> [Quoted passage]
TWO-STROKE TEST: MAKING A 1995 HONDA CR125 BETTER THAN NEW
We all remember the good, the bad and the ugly of the bikes we grew up with. Rewinding the memories from 20 years ago feels like a trip to a different world. By today’s standards, the bikes of yesteryear were slow, poorly suspended and crude looking. It doesn’t take a genius to see that the bikes we loved to race 20 years ago wouldn’t hold a candle to the bikes we race today. But, what if you could update your favorite bike from the past with new-school technology?
That is what the MXA gang wanted to do when we ran across a barn-find 1995 Honda CR125. We thought about just restoring it from head to toe, but just staring at a show pony has never been our cup of tea. Then, it hit us. We would make this old dog young. But how? Trial and error. Over the course of the next month, we tried numerous modern parts in hopes that they could be transferred across the 22-year gap—but nothing slipped on like Cinderella’s shoe. That didn’t stop us; it just meant that we needed machining, fabricating and custom work to bring our dream to fruition. The ultimate goal for our old warhorse was to make it blazing fast, better handling, more reliable, super suspended and, of course, more stylish than when it rolled off the showroom floor two decades ago.

> [Goals]
1. List each quality the Honda CR125 article above names as part of the ultimate goal for the bike.
2. Continue the Honda CR125 article above from its final sentence.

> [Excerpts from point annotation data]
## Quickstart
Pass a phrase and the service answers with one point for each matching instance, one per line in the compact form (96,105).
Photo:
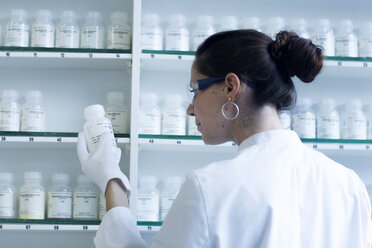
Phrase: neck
(264,119)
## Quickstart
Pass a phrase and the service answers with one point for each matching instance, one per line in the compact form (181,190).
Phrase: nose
(190,110)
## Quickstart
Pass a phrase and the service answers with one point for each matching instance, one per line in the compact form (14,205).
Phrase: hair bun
(296,56)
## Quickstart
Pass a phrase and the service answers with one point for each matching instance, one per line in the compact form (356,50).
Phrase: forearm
(115,194)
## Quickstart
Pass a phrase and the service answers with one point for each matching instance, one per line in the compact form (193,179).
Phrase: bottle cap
(94,111)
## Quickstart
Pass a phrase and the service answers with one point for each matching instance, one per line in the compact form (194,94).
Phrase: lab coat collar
(269,136)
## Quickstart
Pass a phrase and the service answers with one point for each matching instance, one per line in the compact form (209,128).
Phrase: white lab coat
(275,193)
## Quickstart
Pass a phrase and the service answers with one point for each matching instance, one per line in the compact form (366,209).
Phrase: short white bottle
(150,114)
(117,112)
(365,40)
(60,197)
(303,119)
(96,124)
(33,115)
(274,26)
(204,29)
(85,200)
(43,30)
(328,120)
(285,119)
(32,197)
(228,23)
(169,193)
(68,31)
(323,36)
(7,196)
(177,34)
(92,31)
(346,40)
(354,122)
(174,116)
(151,33)
(119,32)
(148,199)
(17,31)
(10,112)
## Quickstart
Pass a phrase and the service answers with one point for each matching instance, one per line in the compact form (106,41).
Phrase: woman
(276,192)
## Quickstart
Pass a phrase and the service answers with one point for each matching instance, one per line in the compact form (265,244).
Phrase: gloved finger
(82,149)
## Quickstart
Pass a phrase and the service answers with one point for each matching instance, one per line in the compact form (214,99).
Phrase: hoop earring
(230,118)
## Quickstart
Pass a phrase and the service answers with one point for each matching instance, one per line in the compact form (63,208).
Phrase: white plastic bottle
(33,115)
(323,36)
(346,40)
(147,199)
(365,40)
(228,23)
(285,119)
(328,120)
(32,197)
(177,34)
(174,116)
(119,32)
(169,193)
(60,197)
(85,200)
(303,119)
(96,124)
(274,26)
(151,33)
(17,32)
(204,29)
(43,30)
(252,23)
(92,31)
(7,196)
(354,122)
(299,26)
(68,31)
(10,112)
(117,112)
(150,114)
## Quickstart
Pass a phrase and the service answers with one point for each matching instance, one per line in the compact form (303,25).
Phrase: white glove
(102,166)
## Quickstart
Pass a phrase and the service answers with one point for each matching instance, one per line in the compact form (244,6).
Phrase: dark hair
(255,57)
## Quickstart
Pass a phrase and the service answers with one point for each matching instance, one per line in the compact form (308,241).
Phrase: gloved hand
(102,166)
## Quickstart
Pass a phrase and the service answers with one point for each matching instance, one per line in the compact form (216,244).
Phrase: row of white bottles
(177,35)
(68,33)
(171,120)
(152,206)
(327,123)
(59,202)
(31,117)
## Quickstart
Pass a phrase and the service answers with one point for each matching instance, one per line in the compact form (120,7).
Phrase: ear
(233,85)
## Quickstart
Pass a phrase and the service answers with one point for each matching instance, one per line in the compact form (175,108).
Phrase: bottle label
(347,46)
(177,40)
(60,205)
(147,207)
(85,205)
(150,122)
(118,38)
(151,39)
(6,203)
(10,119)
(119,120)
(31,204)
(42,36)
(304,124)
(174,123)
(328,126)
(33,120)
(17,35)
(67,37)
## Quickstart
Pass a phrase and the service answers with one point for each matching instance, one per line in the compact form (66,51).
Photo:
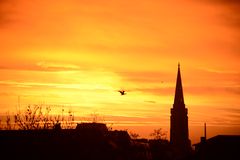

> [Results by task]
1.
- Blazing fast
- Better handling
- More reliable
- Super suspended
- More stylish than when it rolled off the showroom floor

2.
The used a few tricks to make our two decade old CR125 two-stroke look more modern.
Honda’s 125cc machines of the early ’90s were built for speed, but Honda was under intense pressure from its competition. The 1995 CR125 had lackluster bottom-end power but a hard-hitting midrange and decent rev on top. By 1995 it was an engine that had grown long in the tooth, as it had been virtually unchanged for half a decade. It may have been on its last legs as a race engine, but it was still a bike that could be made to work in the hands of talented racers—evidenced by the fact that Doug Henry and Steve Lamson dominated the 125cc AMA National Championship from 1993 to 1996 on their factory-prepped CR125s. The engine could be made to work, even 21 years later, but could we fix the rest of the ancient warrior?
UNDER FEDERAL LAW, A MANUFACTURER ONLY HAS TO KEEP PARTS IN STOCK FOR A DISCONTINUED MODEL FOR SIX YEARS. THIS IS UNFORTUNATE FOR EVERY BIKE RESTORER, BECAUSE MANY MUCH-NEEDED PARTS ARE NOT AVAILABLE ANYMORE—AND THE AFTERMARKET IS NOT RUSHING TO BUILD NEW PARTS FOR 22-YEAR-OLD MACHINES.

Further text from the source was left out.